→ TO DO:
Could you continue the art notes on Man Ray, Rembrandt and Edward Hopper from their final sentence onward?

MAN RAY
For an exhibition in 1917, Man Ray made a series of ten collages that he framed and installed on a rotating pole, moveable by the audience, and called ‘Revolving Doors’. The works are geometric abstractions, bright and playful in nature they combine machine like, rigid forms with a loose human touch that brings a musicality to their composition. The works were not well received on their debut, too colourful for those collectors used to the muted palettes of Cubism and lyrical, serious abstraction. The original collages and their revolving stand were destroyed but years later, Ray reproduced the works as a series of prints, such as the one here. Viewed together, they tell a cohesive story of movement and a hopeful modernity but alone, we are able to focus on the formal components. The work is proto-color theory, a study in shades and their interactions, but it also touches on the same themes that Ray returned to throughout his career, a visual depiction of music. The sensual shape of instruments are reduced into geometric purity and the work can almost be heard through the interplay of shape and color.
REMBRANDT
Approaching death, the greatest painter of his age leaves us with a final word of hope for forgiveness and salvation. A son, wretched and wasteful has spent the fortune his father gave him on frivolity and decadence and returns home begging for a lowly position to redeem himself, but is instead welcomed in open arms and embraced not for his sins but his penitence. This is the story that Rembrandt - master painter, portraitist and hero of the Dutch golden age - depicts as amongst the final works before he passes away and it is hard not to read it as a plea for how he will be treated in the afterlife. He does not represent it with biblical accuracy, but brings in unknown characters: a women, barely visible, most likely his mother and a seated figure representing a tax collector and his own ambivalence at the wealth he has built. Rembrandt is both the young son, coming home ashamed, and the older son, dissatisfied with the lack of reward for his loyalty in contrast to his brother. Both need salvation, both hope to come home and both, as Rembrandt, long for the embrace of a loving father to forgive them for the life they have led.
EDWARD HOPPPER
Most known for his poignant vignettes of quiet moments amongst urbanity, the truest theme of Edward Hopper’s life was not the city, or the man, but America itself. He was a deeply native painter, one who did not want to discuss his art or himself but simply strove to capture the essence of the country into his canvases. His work is almost puritanical, balancing a deep melancholy with a realists eye that searches for truth in the external world, not within. His paintings reveal little of his person, so refined and considered are they, that it is in his study and sketches, such as this, that we can find the man in the brushstrokes. Mostly likely painted as a very young man, still in his twenties, there is a naivety to the drawings that hide a sophisticated composition. In few strokes, he captures a story; a man glancing back as he prepares for the road ahead, a glimmer of trepidation in his face and an unwillingness to reveal himself to the viewer. Yet, for all this, the colouring is playful, the strokes loose and undefined that bring a joy to the scene. This, perhaps, was Hopper’s genius - an ability to marry to mysterious, the melancholy, and the happy in one single vignette that spoke to a country through a single subject.

→ DATA TO EXAMINE:
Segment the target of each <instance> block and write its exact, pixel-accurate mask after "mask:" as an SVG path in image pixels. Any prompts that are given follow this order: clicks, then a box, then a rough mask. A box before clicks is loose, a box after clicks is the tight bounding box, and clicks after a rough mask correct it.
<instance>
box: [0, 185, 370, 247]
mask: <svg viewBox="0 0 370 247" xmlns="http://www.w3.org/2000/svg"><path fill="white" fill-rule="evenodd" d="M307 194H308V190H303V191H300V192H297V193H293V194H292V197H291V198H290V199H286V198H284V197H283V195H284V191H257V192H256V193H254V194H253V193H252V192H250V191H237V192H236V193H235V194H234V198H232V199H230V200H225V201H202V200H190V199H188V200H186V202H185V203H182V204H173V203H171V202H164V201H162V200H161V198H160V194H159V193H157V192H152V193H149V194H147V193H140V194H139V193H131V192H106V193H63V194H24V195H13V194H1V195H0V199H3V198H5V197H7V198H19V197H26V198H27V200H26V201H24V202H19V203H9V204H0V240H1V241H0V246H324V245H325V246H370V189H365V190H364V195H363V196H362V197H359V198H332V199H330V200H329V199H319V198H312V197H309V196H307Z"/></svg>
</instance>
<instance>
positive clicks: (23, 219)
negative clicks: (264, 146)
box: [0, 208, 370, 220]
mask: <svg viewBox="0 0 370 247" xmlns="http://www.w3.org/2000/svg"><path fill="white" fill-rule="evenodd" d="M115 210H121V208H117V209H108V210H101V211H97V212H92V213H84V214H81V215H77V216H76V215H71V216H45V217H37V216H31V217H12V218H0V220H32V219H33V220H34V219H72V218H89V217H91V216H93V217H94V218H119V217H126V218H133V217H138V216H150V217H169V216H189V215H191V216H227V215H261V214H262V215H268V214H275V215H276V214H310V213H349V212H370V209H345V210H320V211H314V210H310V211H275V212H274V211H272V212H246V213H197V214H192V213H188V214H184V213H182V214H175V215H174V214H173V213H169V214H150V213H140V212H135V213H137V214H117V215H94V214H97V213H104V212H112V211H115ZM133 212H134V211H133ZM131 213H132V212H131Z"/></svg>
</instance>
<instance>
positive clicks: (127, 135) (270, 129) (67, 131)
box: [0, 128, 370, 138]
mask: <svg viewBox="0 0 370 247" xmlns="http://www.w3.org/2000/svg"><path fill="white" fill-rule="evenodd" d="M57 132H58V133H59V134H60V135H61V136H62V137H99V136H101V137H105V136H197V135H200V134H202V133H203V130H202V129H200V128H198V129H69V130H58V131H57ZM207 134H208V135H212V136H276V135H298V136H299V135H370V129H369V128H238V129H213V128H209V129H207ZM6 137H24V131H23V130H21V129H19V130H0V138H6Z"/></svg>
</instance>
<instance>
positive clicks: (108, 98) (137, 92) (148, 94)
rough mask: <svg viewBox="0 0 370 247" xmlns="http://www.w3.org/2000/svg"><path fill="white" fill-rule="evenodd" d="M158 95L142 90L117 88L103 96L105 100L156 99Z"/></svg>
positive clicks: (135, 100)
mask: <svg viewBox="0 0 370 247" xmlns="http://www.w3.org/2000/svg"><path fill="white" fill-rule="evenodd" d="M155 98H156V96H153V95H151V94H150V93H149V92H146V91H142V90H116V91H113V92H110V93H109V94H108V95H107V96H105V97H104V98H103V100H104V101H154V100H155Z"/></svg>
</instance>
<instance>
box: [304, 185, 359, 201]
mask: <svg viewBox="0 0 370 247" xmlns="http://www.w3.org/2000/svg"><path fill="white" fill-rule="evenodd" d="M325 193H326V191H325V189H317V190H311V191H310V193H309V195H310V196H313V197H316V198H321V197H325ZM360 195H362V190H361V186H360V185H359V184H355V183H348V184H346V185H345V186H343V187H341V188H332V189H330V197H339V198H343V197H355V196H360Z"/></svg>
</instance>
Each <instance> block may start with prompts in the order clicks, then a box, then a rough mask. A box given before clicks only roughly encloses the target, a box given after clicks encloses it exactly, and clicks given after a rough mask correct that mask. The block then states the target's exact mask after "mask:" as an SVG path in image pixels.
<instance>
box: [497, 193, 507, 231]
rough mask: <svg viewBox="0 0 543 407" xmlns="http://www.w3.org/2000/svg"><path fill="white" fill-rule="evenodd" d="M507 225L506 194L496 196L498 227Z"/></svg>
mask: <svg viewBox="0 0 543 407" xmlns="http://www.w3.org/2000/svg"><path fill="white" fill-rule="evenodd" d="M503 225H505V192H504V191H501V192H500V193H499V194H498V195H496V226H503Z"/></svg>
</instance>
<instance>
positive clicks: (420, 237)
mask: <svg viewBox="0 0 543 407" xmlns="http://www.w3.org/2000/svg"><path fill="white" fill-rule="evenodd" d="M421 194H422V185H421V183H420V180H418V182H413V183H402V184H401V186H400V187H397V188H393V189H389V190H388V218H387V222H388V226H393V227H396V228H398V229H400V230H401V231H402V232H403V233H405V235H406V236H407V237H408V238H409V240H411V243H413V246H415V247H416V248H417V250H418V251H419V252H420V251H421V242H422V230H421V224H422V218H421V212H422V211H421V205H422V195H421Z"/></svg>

→ ANSWER TO THE PROBLEM:
Paul Zweig
A poet, critic and memoirist, Zweig was admired by his friends and the literary circles around him, but remains in wider obscurity to this day. Zweig was an obsessive study of culture, peoples and moods. Cross pollination is clear in Zweig’s work, his techniques as a memoirist clear across his poetry. A careful and astute eye, self-possessed and self-aware, he wrote as if with a magnifying glass, looking at the offhand nature of the world and reading the truth from it. While he looked outwards, he found himself everywhere. He journeyed deeper into the self with each evocative work.
Jack Spicer
Spicer saw the poet as a radio, intercepting transmissions from outer space. Language was furniture, through which information navigated. He was a radical, both in his literary style and in his life, defying every convention at every turn. Refusing to allow his work to be copyrighted, Spicer ran a workshop called ‘Poetry as Magic’, and for him the statement was true. Poetry was a means to experience and translate the unexplainable, and had to be freely available for those who searched for truth. Spicer died penniless and with only small acclaim, like so many poets before and after him, but the ideas he laid out in his work have gone on to influence thousands of poets after him.
Amiri Baraka
Amiri Baraka was many things, and many things to many people. The most significant black poet of his generation, Baraka also is considered the founder of the Black Arts Movement and the Second Harlem Renaissance. Baraka wanted poetry, literature and art to be a legitimate product of experience. In doing so, he could hold a mirror up to a world in desperate need of self reflection. He was as fearless in his writing as he was in his activism, and he had a clear vision. The BAM became an aesthetic and spiritual sister of Black Power and Baraka’s voice was the most poignant, cutting and profound.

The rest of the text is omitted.